### Data for this exercise:

# # #

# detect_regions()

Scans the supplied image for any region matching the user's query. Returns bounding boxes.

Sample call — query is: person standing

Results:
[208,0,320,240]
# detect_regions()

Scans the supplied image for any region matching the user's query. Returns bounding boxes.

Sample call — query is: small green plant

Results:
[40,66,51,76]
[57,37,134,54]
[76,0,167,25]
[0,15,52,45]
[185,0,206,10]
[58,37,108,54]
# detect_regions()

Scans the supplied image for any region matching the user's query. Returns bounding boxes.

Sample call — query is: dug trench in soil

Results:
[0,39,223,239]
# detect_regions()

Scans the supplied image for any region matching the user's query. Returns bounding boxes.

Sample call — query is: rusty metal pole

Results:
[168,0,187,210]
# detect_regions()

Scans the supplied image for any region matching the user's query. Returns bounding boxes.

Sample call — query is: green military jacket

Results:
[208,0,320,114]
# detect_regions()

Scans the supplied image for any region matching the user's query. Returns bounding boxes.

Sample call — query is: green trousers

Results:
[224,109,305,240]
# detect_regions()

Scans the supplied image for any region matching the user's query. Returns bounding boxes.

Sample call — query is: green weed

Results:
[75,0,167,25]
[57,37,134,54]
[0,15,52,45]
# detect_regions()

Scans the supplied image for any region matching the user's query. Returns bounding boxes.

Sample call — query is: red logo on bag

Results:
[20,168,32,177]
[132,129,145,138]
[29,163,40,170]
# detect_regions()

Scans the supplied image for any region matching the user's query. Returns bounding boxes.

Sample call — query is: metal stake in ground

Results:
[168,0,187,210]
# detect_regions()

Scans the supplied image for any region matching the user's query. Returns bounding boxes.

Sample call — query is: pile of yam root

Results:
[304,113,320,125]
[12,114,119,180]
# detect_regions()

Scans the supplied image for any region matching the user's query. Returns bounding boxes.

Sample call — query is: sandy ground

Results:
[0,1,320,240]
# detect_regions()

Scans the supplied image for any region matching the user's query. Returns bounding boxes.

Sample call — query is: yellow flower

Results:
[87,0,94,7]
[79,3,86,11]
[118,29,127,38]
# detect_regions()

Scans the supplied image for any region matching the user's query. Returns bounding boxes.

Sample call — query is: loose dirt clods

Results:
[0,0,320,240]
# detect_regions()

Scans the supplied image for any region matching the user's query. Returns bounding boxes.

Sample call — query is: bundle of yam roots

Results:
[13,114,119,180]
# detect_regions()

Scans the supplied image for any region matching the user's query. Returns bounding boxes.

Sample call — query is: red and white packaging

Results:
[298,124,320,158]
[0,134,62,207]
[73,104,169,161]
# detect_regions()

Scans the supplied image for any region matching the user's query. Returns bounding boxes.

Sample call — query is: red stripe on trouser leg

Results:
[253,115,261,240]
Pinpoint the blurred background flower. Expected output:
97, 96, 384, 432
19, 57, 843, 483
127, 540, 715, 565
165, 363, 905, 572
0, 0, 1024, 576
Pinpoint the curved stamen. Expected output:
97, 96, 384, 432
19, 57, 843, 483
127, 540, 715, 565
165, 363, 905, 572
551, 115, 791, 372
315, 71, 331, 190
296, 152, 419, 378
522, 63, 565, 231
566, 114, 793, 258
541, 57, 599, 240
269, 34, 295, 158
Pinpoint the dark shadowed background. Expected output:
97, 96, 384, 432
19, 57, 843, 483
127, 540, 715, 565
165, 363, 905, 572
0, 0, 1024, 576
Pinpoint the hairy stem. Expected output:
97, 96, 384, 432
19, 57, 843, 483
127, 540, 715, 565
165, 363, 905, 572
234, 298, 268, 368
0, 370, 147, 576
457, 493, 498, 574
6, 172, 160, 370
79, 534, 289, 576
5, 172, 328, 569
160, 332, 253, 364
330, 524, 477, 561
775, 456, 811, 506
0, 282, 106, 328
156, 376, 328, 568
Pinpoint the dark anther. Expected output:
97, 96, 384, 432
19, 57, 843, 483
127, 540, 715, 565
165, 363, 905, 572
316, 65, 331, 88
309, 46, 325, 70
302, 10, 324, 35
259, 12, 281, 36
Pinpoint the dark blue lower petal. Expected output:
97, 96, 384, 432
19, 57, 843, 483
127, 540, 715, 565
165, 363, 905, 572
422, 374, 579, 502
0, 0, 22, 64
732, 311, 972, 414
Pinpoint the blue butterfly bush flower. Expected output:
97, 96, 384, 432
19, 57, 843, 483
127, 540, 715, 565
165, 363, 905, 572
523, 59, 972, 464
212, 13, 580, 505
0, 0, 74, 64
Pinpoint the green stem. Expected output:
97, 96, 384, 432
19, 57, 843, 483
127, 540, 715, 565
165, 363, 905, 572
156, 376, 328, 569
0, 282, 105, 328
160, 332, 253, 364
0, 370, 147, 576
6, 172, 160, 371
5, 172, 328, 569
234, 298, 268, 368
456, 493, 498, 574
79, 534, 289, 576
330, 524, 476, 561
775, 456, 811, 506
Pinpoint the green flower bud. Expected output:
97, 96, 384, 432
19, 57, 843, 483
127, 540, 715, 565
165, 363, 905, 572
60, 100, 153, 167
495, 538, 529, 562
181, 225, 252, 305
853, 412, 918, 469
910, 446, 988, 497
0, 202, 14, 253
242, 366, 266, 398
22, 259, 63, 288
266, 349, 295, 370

# # #

Could you give all the records again with every "Sample call" switched to "Example call" and nothing else changed?

# detect_regions()

Scans the supplied image for any region matching the user's query. Returns bounding boxes.

Example call — query is: person standing

Results:
[208,0,320,240]
# detect_regions()

Scans the supplied image for any region matching the user's query. Returns bounding boxes.

Example call — query is: small green plant

Results:
[40,66,51,76]
[57,37,134,54]
[76,0,167,25]
[0,15,52,45]
[185,0,206,10]
[58,37,108,54]
# detect_regions()

Scans the supplied image for any region matching the user's query. Returns bounding boxes.

Example call — query is: dug trench in soil

Results:
[0,39,223,239]
# detect_regions()

Scans the supplied image for any region matching the user's query. Returns bounding boxes.

Example call — query is: rusty metal pole

Results:
[168,0,187,210]
# detect_regions()

Scans the supplied image for any region matching the user's query. Returns bounding boxes.

Example call — query is: green military jacket

Results:
[208,0,320,114]
# detect_regions()

Scans the supplied image for any region matching the user's query. Returns bounding boxes.

Example call — query is: green trousers

Results:
[224,109,305,240]
# detect_regions()

Scans the supplied image for any region matching the user's query. Returns bounding boxes.

Example call — query is: green weed

Results:
[75,0,167,25]
[57,37,134,54]
[0,15,52,45]
# detect_regions()

Scans the supplied image for any region matching the user's query. Returns bounding boxes.

Example call — query is: red logo on bag

Results:
[20,168,32,177]
[132,129,145,138]
[29,163,40,170]
# detect_regions()

Scans the supplied image for any region matching the user's query. Returns bounding boxes.

Example call — query is: metal stake in ground

Results:
[168,0,187,210]
# detect_regions()

Scans the supplied image for any region matching the user's query. Returns bounding boxes.

Example call — query is: pile of yam root

Results:
[304,113,320,125]
[12,114,119,180]
# detect_regions()

Scans the supplied image for any region matching the user's query. Returns bounding boxes.

Example call — query is: sandy ground

Results:
[0,1,320,240]
# detect_regions()

Scans the supplied image for any region matching the user's query. Returns bounding boxes.

Example call — query is: yellow flower

Results:
[87,0,94,7]
[79,3,86,11]
[118,29,127,38]
# detect_regions()

Scans the supplied image for any region matching the user's query. Returns bounding boxes.

Example call — query is: loose dirt clods

Results:
[0,0,320,240]
# detect_regions()

Scans the supplied image for any region matching the user's query. Returns bounding boxes.

Example call — query is: bundle of yam roots

Results:
[13,114,119,180]
# detect_regions()

Scans the supplied image for any region matching the user's query. Returns bounding boxes.

Example call — query is: red and white packaging

Results:
[298,124,320,158]
[0,134,62,207]
[73,104,169,161]
# detect_regions()

Scans the supplied image for any region matching the user's query. Returns bounding boxes.

Example call — query is: red stripe on trouser leg

Results:
[253,115,261,240]
Pinpoint the blurred background flower. Expected output:
97, 96, 384, 432
19, 57, 843, 483
127, 540, 715, 565
165, 363, 905, 572
0, 0, 1024, 576
Pinpoint the curved stamen. Expected output:
97, 96, 384, 432
19, 57, 843, 483
127, 540, 715, 565
165, 363, 905, 572
551, 115, 791, 372
315, 71, 331, 190
296, 152, 419, 378
522, 63, 565, 231
566, 114, 793, 258
541, 57, 599, 240
269, 34, 295, 158
Pinpoint the dark shadowed background. Expected output:
97, 96, 384, 432
19, 57, 843, 483
127, 540, 715, 565
165, 363, 905, 572
0, 0, 1024, 576
Pinpoint the hairy stem. Expected output:
97, 96, 384, 432
19, 57, 843, 483
127, 540, 715, 565
165, 363, 905, 572
234, 298, 268, 368
0, 370, 147, 576
457, 493, 498, 574
6, 172, 160, 370
79, 534, 289, 576
5, 172, 328, 569
160, 332, 253, 364
330, 524, 477, 561
775, 456, 811, 506
0, 282, 106, 328
156, 376, 328, 568
Pinpoint the dark anther. Expected output:
97, 96, 384, 432
19, 57, 843, 483
127, 540, 715, 565
165, 363, 905, 572
316, 65, 331, 88
309, 46, 325, 70
302, 10, 324, 35
259, 12, 281, 36
Pinpoint the dark blue lower petal. Expected output:
97, 96, 384, 432
19, 57, 843, 483
127, 540, 715, 565
165, 363, 905, 572
422, 374, 579, 502
0, 0, 22, 64
732, 311, 972, 414
Pinpoint the blue butterfly bush flower. Expected output:
97, 96, 384, 432
19, 57, 843, 483
127, 540, 715, 565
165, 363, 905, 572
523, 59, 972, 464
212, 13, 580, 505
0, 0, 74, 64
Pinpoint the green stem. Expected output:
97, 96, 384, 432
19, 57, 843, 483
127, 540, 715, 565
165, 363, 905, 572
156, 376, 328, 569
0, 282, 105, 328
160, 332, 253, 364
0, 370, 147, 576
6, 172, 160, 371
5, 172, 328, 569
234, 298, 268, 368
456, 493, 498, 574
79, 534, 289, 576
330, 524, 476, 561
775, 456, 811, 506
Pinpoint the green flower bud. Expected output:
97, 96, 384, 432
19, 57, 843, 483
127, 540, 715, 565
165, 363, 905, 572
60, 100, 153, 167
495, 538, 529, 562
181, 225, 252, 305
853, 412, 918, 469
910, 446, 988, 497
0, 202, 14, 253
242, 366, 266, 398
22, 259, 63, 288
266, 349, 295, 370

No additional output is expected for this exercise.